::: TEXT FOR ANALYSIS
Learn to harness Microsoft Word’s full potential
With ScotNet’s resident Word wizard Kay McBurney
Kay McBurney has been working as a translator since the dictaphone and golfball typewriter era. She started her professional career at Nixdorf Computer AG in Germany, where
she learned to use a dedicated Wang word processing system to post-edit machine-translated user manuals. Following a short stint at an agency in England, in the early nineties she turned freelance and returned to Scotland the proud owner of an early Dell PC running Word and WordPerfect for DOS. Shortly afterwards she upgraded to Word for Windows and has never looked back.
As an early adopter of all things computer-related, as well as running a couple of word processing workshops for the ITI Scottish and German networks, Kay served as a tutor on some of the first ITI computer courses for translators and has also been a guest tutor for translation memory software at Heriot-Watt University and Edinburgh University. Over her 5-year tenure as Convenor, she also organized a wide variety of CPD events for ITI ScotNet. Kay translates from German into English, in recent years specializing in high-end corporate communications and sustainability issues.
It pays to improve your Word processing power: learn to harness MS Word’s full potential
- Ever struggled trying to replicate the layout of a scanned document or lick a pdf conversion into shape?
- Like to learn how to harness Word’s features such as tables and the quick access toolbar so you can spend less time worrying about formatting and more time thinking about your actual translation?
::::::
::: INFORMATION GIVEN
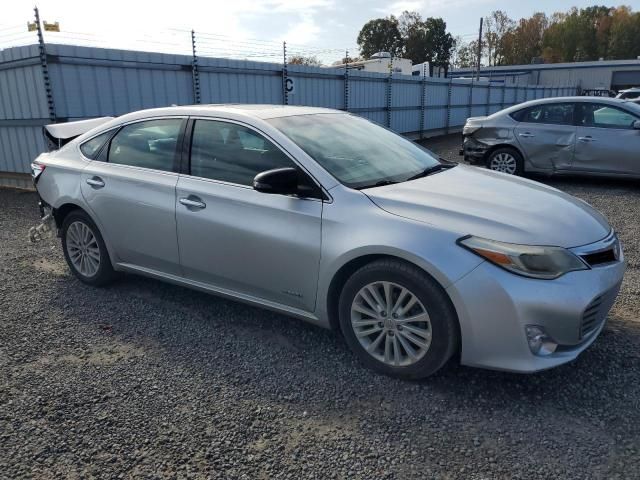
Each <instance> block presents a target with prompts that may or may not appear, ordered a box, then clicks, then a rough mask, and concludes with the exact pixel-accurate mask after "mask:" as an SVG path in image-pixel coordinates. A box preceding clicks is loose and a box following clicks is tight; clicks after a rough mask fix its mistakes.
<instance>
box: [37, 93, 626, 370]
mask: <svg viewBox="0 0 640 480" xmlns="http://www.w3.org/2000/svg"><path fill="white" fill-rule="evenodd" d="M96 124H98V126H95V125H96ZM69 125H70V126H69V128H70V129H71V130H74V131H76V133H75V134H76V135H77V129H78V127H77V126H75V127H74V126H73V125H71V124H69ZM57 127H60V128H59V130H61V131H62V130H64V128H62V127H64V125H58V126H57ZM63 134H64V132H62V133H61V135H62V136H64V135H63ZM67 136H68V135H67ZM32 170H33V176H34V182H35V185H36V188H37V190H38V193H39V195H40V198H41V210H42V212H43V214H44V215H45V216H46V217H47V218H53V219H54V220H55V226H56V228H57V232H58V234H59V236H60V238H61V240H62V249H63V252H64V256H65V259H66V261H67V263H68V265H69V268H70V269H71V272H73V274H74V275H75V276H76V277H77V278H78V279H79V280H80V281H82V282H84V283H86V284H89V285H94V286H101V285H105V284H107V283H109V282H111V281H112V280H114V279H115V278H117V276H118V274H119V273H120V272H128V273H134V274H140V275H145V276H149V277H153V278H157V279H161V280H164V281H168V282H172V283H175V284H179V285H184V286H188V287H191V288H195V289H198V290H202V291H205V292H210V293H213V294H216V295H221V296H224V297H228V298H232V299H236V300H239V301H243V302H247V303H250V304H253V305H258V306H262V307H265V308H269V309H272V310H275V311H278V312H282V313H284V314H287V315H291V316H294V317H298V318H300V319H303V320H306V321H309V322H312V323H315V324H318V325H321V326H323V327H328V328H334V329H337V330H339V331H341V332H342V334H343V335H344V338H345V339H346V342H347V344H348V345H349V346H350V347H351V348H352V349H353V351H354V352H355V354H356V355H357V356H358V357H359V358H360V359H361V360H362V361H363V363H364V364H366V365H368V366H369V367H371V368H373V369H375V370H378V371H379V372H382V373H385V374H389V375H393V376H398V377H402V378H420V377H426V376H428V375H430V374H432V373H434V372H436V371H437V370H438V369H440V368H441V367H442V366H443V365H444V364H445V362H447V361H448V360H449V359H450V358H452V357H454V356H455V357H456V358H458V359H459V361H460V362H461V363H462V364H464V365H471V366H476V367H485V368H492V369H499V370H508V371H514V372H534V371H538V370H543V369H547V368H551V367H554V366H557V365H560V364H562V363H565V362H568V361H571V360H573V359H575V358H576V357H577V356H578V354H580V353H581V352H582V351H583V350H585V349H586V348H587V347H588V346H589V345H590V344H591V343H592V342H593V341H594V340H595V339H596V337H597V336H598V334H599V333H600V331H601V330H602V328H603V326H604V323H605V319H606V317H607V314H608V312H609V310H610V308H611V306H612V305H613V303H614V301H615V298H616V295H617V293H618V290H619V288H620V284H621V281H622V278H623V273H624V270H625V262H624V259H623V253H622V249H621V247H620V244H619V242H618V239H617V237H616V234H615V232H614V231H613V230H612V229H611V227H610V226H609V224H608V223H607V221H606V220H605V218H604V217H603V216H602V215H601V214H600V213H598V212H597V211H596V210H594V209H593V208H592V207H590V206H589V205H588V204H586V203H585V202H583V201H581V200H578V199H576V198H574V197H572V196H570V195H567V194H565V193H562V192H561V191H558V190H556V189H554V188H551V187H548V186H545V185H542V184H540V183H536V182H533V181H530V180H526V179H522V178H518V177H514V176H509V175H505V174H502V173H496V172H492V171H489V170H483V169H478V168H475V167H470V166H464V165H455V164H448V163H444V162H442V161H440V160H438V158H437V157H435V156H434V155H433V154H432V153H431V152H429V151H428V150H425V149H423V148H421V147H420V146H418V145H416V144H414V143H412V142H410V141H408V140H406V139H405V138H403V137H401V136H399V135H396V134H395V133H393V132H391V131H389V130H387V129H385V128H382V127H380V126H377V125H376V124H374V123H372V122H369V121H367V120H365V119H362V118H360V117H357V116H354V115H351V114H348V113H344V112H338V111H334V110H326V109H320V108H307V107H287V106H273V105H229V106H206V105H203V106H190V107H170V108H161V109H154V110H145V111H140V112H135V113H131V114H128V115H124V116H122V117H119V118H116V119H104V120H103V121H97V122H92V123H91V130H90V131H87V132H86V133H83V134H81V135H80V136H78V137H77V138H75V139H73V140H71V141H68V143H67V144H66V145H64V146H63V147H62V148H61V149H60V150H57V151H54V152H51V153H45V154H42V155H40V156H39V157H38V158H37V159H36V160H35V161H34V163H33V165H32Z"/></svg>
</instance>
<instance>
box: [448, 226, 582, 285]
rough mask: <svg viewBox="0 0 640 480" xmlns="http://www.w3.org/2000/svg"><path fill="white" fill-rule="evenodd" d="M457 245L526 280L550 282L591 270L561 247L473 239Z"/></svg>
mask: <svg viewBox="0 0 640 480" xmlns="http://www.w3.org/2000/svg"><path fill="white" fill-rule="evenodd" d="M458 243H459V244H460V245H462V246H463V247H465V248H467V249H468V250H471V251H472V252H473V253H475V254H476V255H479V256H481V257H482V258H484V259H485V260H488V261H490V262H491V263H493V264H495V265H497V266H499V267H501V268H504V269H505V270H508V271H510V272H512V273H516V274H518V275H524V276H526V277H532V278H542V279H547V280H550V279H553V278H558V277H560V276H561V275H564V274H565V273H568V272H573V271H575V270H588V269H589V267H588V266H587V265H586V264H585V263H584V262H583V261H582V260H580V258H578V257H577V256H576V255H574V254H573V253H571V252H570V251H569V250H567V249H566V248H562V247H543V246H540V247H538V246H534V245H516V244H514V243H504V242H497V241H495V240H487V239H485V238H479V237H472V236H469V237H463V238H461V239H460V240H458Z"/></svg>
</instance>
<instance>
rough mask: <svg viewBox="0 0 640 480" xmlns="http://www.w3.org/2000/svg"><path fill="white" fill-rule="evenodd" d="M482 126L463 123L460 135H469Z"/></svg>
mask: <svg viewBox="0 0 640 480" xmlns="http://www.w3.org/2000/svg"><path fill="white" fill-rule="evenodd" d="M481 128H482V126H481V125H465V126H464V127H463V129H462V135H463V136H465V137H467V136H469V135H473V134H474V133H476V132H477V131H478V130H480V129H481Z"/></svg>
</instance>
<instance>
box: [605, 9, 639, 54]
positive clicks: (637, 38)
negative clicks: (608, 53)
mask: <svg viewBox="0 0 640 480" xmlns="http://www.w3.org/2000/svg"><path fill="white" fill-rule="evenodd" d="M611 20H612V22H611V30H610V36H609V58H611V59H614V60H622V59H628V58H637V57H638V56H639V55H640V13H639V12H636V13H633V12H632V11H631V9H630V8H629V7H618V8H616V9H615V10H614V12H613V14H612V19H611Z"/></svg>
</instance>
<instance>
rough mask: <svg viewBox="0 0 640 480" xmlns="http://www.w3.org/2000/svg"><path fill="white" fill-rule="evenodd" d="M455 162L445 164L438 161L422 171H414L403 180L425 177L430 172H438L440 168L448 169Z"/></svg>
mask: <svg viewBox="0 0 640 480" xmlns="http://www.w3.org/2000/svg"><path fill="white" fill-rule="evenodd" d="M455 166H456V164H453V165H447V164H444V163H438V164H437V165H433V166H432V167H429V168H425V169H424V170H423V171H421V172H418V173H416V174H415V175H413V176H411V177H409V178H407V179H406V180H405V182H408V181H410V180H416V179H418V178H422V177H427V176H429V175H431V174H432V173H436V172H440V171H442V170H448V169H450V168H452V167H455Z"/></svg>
::::::
::: INFORMATION GIVEN
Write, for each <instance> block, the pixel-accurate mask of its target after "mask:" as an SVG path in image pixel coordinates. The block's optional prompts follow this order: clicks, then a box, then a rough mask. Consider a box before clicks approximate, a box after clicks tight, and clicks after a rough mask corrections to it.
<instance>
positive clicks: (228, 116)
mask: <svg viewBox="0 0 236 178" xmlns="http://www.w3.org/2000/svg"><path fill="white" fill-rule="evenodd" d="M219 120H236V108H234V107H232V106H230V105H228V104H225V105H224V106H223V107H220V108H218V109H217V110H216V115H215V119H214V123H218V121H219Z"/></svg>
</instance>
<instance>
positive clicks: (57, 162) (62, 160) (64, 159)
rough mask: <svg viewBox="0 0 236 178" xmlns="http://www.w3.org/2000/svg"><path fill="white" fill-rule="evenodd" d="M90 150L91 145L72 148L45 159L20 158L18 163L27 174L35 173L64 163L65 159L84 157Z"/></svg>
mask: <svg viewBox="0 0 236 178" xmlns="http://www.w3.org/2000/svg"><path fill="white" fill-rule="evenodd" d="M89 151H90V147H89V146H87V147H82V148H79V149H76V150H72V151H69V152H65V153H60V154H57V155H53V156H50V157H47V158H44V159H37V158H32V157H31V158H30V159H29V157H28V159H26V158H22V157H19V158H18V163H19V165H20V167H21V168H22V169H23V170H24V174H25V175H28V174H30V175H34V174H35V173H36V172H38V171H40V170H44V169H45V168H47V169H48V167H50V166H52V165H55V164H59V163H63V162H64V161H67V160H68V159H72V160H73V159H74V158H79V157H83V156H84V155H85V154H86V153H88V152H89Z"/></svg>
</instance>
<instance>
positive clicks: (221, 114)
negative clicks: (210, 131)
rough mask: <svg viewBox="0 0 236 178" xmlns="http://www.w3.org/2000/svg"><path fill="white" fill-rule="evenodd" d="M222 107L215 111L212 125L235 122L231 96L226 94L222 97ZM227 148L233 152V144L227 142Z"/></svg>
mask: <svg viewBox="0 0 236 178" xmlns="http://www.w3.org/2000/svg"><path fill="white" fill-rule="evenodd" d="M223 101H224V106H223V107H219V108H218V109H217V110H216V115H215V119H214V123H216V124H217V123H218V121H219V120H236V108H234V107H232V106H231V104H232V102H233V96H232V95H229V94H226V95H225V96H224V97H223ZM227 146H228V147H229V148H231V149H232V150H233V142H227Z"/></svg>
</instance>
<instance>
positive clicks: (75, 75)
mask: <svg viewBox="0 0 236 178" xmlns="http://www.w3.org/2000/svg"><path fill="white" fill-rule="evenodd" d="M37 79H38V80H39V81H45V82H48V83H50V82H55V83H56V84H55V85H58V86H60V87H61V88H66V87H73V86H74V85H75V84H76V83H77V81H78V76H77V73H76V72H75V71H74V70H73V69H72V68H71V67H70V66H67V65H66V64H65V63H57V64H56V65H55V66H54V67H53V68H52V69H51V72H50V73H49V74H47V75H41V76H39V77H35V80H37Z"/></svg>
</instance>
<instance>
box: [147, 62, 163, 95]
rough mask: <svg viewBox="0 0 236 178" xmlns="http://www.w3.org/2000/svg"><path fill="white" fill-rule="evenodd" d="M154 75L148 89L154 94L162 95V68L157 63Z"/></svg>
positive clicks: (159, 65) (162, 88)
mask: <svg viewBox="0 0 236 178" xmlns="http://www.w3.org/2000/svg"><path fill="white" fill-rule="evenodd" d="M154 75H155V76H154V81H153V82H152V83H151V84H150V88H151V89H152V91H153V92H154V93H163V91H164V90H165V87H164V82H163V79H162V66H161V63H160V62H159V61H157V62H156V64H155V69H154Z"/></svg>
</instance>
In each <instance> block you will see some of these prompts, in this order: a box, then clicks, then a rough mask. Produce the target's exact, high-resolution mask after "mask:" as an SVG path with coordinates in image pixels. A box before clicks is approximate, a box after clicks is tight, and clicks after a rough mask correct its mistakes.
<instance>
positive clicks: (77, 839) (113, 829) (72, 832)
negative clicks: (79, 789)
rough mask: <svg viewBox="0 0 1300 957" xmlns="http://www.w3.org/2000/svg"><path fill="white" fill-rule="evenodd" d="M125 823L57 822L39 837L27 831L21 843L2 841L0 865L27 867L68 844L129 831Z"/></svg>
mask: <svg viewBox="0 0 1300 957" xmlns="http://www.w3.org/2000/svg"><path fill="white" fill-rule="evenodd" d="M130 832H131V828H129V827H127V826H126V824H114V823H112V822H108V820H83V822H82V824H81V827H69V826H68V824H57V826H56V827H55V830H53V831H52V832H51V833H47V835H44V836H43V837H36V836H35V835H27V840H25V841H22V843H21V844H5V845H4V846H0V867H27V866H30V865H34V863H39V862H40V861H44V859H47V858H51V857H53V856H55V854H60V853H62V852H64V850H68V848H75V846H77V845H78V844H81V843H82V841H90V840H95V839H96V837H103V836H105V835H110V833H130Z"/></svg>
::::::
::: INFORMATION GIVEN
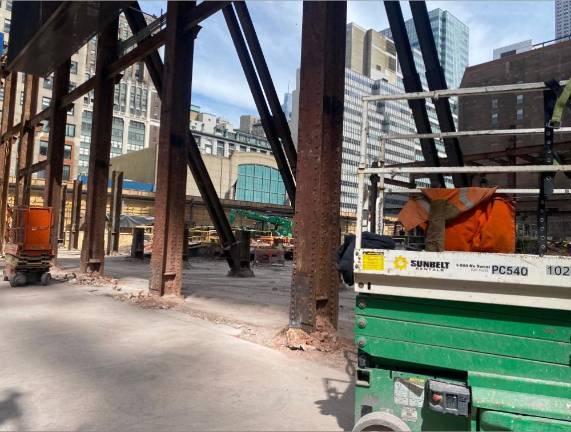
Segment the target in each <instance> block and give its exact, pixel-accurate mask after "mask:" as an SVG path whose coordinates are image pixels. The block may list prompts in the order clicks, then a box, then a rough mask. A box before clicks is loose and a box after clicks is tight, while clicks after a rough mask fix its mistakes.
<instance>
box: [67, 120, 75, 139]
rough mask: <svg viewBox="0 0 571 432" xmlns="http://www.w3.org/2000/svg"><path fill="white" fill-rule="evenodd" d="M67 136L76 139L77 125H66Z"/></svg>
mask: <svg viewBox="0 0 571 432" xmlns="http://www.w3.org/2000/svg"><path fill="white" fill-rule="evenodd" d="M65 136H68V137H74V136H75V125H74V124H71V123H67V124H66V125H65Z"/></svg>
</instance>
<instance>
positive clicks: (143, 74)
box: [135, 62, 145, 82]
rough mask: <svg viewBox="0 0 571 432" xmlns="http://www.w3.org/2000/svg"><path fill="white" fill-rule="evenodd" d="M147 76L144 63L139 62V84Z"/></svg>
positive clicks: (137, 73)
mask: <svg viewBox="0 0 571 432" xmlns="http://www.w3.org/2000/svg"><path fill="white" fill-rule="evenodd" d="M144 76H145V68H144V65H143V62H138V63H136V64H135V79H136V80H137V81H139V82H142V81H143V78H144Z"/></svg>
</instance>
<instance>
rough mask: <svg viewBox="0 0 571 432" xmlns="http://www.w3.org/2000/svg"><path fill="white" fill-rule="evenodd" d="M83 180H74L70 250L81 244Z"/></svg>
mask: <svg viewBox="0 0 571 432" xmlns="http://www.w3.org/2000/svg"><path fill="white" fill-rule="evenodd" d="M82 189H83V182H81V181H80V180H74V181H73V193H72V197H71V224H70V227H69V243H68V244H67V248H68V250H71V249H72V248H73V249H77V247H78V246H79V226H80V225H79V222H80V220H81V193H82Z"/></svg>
::::::
> [EXERCISE INSTRUCTIONS]
- A) Answer these questions from the Kay McBurney text:
(i) At which company did she start her professional career?
(ii) How many years did her tenure as Convenor last?
(iii) From which language into which does she translate?
- B) Does each statement agree with the Kay McBurney text? Answer yes or no and quote the deciding words.
(i) At her first job she post-edited machine-translated user manuals on a Wang word processing system.
(ii) The early Dell PC she brought back to Scotland ran only WordPerfect.
(iii) She has been a guest tutor for translation memory software at Heriot-Watt University.

> [OUTPUTS FOR THE TASKS]
- A)
(i) Nixdorf Computer AG in Germany
(ii) 5 years
(iii) From German into English

- B)
(i) Yes: "she learned to use a dedicated Wang word processing system to post-edit machine-translated user manuals"
(ii) No: "the proud owner of an early Dell PC running Word and WordPerfect for DOS"
(iii) Yes: "has also been a guest tutor for translation memory software at Heriot-Watt University and Edinburgh University"